Source data:
● ● ● ●

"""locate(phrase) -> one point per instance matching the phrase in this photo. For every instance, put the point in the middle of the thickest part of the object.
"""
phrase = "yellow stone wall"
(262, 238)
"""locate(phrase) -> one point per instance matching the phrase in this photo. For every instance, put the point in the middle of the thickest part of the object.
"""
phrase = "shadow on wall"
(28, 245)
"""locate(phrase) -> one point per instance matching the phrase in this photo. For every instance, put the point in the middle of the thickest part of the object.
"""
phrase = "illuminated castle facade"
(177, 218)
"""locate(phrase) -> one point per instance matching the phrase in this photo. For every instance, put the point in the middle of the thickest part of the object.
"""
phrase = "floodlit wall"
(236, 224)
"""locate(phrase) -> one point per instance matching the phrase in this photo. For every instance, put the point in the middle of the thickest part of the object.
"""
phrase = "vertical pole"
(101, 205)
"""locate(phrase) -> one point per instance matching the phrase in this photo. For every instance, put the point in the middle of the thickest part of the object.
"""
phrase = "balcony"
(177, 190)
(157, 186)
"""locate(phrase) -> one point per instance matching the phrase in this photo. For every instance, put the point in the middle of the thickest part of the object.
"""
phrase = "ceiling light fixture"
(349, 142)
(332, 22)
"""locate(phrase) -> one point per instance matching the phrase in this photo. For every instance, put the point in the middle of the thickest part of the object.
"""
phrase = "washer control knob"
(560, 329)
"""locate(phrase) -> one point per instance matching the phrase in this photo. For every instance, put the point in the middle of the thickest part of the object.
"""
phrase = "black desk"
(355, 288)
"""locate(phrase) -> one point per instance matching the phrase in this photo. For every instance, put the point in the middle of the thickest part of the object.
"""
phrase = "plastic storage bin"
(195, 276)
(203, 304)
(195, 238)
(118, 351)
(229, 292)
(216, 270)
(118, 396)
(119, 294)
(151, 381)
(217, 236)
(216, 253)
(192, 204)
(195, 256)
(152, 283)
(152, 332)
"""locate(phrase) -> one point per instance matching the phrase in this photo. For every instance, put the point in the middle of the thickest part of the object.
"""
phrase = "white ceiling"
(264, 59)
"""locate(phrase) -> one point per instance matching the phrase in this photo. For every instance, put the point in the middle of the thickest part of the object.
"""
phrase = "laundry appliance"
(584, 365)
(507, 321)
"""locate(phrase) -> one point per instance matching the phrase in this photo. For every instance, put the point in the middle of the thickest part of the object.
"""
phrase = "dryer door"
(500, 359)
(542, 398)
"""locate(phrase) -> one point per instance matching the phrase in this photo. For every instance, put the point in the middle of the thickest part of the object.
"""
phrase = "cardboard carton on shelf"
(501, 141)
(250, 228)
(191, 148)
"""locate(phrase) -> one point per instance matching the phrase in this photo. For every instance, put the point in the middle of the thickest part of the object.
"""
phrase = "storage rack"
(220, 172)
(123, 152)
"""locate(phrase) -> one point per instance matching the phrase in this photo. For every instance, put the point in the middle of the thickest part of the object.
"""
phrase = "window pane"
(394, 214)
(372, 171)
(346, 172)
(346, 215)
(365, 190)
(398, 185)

● ● ● ●

*Set exercise*: Write out every line from the items above that contains the string "wall". Case counts.

*The completed task*:
phrase = "yellow stone wall"
phrase = "shadow on wall"
phrase = "floodlit wall"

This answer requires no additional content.